▶ [Records for this exercise]
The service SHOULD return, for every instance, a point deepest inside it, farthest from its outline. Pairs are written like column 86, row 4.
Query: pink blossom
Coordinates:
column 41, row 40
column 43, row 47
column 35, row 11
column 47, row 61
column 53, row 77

▶ [Assigned task] Each entry in the listing is to be output exactly as given.

▶ [Task solution]
The service SHOULD return, for every instance, a point deepest inside it, farthest from its outline. Pairs are written like column 86, row 4.
Query: pink blossom
Coordinates:
column 41, row 40
column 43, row 47
column 35, row 11
column 47, row 61
column 53, row 77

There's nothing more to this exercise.